━━ Listed records ━━

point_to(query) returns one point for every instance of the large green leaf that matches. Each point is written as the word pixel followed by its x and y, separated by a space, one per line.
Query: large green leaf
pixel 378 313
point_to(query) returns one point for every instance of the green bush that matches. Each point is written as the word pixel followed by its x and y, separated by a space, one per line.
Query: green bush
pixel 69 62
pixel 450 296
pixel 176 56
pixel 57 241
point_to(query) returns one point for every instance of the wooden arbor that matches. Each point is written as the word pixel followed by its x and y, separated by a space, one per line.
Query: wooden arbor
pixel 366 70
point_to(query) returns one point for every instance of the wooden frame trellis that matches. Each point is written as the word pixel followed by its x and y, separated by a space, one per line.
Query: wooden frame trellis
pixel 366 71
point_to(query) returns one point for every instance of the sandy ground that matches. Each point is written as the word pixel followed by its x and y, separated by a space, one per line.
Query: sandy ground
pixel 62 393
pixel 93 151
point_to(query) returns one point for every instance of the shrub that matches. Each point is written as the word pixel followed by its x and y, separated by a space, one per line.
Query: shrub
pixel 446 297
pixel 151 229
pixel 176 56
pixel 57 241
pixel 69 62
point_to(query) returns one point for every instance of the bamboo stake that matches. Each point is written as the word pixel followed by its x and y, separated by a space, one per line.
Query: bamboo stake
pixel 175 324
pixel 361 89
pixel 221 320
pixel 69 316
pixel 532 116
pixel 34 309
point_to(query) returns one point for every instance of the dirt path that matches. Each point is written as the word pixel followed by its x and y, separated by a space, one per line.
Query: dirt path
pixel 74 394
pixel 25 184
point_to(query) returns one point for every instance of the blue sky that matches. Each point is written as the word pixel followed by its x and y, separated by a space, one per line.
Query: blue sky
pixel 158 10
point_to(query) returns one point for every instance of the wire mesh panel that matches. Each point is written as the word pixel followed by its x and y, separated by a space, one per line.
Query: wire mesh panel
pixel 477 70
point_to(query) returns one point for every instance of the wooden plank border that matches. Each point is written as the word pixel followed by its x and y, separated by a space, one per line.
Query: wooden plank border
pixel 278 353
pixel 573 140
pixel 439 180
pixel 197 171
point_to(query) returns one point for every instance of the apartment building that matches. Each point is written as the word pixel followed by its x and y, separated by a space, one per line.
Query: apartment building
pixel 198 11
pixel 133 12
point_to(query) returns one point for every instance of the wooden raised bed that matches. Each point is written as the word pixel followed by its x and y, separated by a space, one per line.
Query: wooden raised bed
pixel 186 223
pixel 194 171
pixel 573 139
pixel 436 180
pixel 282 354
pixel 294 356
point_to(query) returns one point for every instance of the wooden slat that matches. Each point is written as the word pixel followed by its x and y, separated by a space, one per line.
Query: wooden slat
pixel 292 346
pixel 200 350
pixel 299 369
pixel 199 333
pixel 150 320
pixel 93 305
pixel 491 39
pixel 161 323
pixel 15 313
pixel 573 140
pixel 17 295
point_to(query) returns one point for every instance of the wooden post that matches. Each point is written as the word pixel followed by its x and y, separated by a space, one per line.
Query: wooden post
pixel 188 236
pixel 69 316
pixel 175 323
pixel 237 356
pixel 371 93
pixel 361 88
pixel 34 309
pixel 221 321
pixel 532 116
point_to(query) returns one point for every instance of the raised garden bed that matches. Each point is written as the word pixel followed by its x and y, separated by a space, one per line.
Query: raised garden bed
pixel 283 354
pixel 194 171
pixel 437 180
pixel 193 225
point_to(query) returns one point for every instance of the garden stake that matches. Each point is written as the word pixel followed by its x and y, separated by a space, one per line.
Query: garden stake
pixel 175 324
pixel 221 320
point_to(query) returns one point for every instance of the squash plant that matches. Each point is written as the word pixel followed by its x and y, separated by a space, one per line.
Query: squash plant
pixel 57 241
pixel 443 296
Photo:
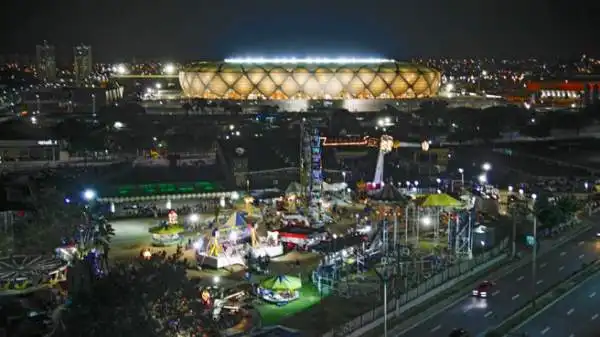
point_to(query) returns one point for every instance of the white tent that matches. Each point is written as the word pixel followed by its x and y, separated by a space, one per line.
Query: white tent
pixel 294 188
pixel 335 187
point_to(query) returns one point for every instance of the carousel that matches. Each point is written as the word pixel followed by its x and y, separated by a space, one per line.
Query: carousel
pixel 280 290
pixel 168 233
pixel 25 273
pixel 225 245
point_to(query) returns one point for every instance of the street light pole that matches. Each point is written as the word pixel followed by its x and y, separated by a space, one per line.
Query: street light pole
pixel 534 258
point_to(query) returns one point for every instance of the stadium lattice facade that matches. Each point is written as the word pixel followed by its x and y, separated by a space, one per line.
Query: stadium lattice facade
pixel 282 81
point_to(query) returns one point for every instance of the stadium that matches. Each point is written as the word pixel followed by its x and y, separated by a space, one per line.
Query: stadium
pixel 308 79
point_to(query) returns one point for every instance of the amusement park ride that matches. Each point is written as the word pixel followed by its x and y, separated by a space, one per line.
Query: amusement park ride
pixel 232 242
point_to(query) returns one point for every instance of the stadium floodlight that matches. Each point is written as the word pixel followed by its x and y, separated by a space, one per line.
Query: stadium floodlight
pixel 309 60
pixel 120 69
pixel 169 69
pixel 89 195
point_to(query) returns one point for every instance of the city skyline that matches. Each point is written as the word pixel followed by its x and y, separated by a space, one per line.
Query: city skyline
pixel 214 31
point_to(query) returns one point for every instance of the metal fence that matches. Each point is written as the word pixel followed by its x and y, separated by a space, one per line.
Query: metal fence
pixel 433 282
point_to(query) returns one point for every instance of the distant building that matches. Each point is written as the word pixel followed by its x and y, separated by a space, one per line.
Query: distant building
pixel 45 62
pixel 579 90
pixel 82 63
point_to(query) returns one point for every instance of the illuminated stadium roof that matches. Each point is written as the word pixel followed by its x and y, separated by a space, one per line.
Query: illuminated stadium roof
pixel 307 60
pixel 309 78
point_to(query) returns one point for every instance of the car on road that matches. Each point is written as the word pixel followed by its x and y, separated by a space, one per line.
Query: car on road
pixel 483 289
pixel 459 333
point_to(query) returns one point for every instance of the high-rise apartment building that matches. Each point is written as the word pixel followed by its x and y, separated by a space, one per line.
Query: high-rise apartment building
pixel 82 63
pixel 45 62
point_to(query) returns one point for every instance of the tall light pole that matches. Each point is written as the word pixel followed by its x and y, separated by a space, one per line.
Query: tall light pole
pixel 481 76
pixel 534 259
pixel 514 219
pixel 384 275
pixel 345 186
pixel 38 103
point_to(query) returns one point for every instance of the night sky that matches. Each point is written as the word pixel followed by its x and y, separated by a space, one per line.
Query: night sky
pixel 119 30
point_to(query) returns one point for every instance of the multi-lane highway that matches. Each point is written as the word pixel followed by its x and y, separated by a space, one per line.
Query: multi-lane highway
pixel 510 292
pixel 575 315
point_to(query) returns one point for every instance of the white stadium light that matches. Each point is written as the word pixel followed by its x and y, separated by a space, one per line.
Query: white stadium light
pixel 308 60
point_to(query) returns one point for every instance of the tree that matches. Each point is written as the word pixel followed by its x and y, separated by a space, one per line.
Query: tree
pixel 144 298
pixel 552 211
pixel 53 220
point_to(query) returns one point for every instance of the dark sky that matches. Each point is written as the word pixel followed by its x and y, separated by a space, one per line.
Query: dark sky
pixel 199 29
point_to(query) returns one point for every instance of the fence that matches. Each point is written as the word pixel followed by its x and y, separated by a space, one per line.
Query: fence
pixel 403 299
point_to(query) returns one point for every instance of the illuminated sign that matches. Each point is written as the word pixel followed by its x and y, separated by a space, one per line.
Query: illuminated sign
pixel 47 142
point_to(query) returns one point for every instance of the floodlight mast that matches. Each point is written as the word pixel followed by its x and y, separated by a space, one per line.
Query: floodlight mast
pixel 309 60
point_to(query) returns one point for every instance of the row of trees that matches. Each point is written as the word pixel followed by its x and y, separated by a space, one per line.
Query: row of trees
pixel 139 298
pixel 549 210
pixel 142 298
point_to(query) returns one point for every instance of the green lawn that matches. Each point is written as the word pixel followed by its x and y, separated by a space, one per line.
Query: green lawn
pixel 272 314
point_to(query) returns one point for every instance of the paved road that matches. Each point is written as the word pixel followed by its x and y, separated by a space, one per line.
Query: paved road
pixel 512 290
pixel 575 315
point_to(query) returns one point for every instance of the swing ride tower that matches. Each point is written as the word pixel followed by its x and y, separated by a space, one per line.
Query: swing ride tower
pixel 311 174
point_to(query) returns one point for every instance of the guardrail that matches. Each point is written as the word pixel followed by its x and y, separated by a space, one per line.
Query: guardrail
pixel 412 295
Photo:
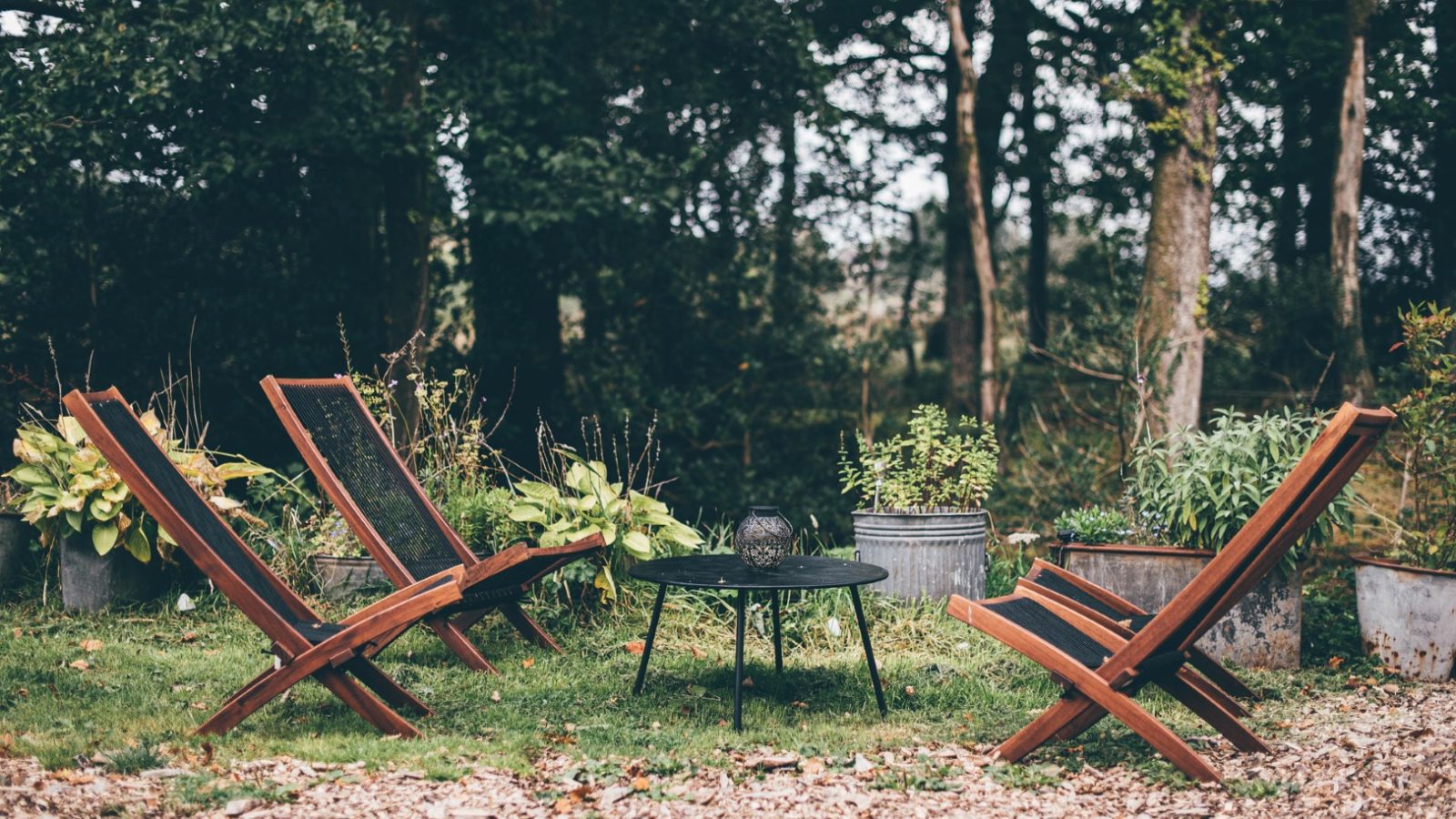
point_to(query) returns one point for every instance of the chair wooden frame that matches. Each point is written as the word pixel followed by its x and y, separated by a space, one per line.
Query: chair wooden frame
pixel 339 662
pixel 478 571
pixel 1159 651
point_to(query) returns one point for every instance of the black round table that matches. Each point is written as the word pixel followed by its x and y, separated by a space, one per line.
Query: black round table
pixel 727 571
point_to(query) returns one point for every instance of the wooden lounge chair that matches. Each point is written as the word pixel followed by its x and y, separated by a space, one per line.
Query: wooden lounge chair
pixel 390 515
pixel 303 643
pixel 1103 668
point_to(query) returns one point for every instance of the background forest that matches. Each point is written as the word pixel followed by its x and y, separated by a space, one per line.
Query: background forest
pixel 762 222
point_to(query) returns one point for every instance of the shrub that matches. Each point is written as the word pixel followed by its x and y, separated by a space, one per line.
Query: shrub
pixel 1198 489
pixel 926 470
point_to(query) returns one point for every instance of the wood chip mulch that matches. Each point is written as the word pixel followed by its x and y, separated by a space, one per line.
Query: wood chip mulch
pixel 1370 753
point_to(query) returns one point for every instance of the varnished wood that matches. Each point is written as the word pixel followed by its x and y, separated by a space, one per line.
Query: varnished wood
pixel 364 632
pixel 1251 554
pixel 478 571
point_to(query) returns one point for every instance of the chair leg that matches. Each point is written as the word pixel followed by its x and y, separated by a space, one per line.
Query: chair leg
pixel 528 627
pixel 460 644
pixel 1215 714
pixel 385 687
pixel 364 704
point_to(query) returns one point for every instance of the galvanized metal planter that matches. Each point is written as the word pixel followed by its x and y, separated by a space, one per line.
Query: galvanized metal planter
pixel 92 581
pixel 1263 629
pixel 344 576
pixel 932 554
pixel 1409 617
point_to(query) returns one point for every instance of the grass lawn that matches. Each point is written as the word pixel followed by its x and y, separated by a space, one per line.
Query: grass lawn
pixel 135 683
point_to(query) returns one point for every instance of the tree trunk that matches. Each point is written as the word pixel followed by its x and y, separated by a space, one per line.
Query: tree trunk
pixel 1177 271
pixel 1356 382
pixel 980 244
pixel 1443 237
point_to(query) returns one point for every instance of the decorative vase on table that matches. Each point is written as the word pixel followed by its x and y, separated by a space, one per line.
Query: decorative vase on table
pixel 764 538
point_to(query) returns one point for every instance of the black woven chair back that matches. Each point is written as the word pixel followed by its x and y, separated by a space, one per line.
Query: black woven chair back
pixel 177 504
pixel 366 467
pixel 1267 537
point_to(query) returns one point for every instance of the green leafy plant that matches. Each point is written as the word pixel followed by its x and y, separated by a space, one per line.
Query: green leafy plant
pixel 69 489
pixel 1094 525
pixel 1426 522
pixel 929 468
pixel 1198 489
pixel 575 497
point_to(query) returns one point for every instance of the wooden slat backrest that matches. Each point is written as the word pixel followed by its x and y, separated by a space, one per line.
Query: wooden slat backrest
pixel 339 491
pixel 254 602
pixel 1263 541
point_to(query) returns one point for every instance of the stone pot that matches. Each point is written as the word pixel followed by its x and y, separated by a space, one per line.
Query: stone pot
pixel 1409 617
pixel 931 554
pixel 92 581
pixel 15 548
pixel 344 576
pixel 1259 632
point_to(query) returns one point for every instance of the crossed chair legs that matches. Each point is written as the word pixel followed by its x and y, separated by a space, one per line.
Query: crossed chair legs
pixel 1091 693
pixel 349 652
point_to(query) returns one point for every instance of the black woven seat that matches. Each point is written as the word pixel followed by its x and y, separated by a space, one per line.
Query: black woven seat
pixel 303 643
pixel 1052 629
pixel 390 515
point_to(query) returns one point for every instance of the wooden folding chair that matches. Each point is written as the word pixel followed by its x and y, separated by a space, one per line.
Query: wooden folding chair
pixel 1103 668
pixel 390 515
pixel 305 644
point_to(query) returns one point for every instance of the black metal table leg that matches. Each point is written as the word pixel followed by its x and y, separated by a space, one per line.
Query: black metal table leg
pixel 778 642
pixel 652 634
pixel 870 652
pixel 737 665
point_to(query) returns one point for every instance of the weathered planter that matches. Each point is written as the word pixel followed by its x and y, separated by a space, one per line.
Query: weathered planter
pixel 91 581
pixel 15 547
pixel 344 576
pixel 932 554
pixel 1259 632
pixel 1409 617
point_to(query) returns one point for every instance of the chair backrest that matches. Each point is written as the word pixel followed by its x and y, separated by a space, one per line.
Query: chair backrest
pixel 1263 541
pixel 188 518
pixel 360 471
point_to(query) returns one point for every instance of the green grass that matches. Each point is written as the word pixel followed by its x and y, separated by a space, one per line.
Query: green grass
pixel 159 673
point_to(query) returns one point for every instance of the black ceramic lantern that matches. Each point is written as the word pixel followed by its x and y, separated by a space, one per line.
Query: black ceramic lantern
pixel 764 538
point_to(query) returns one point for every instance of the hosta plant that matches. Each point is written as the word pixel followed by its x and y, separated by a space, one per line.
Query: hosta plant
pixel 581 500
pixel 66 487
pixel 929 468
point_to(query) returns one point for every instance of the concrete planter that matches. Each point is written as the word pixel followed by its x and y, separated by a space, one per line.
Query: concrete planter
pixel 932 554
pixel 92 583
pixel 15 548
pixel 1409 617
pixel 344 576
pixel 1259 632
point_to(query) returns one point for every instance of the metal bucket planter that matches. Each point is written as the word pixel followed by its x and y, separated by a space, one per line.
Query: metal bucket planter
pixel 1261 632
pixel 932 554
pixel 1409 617
pixel 344 576
pixel 92 581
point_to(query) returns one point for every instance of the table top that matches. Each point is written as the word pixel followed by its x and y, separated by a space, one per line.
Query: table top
pixel 727 571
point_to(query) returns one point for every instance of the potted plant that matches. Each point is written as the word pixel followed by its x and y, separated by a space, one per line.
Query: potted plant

━━━

Check each line of the data for "potted". Copy the lines where it turns up.

point_to(query) returns one point for every instance of the potted plant that matches. Each point is written as the word pixel followed by its x and y, separated by a space, one per line.
Query: potted plant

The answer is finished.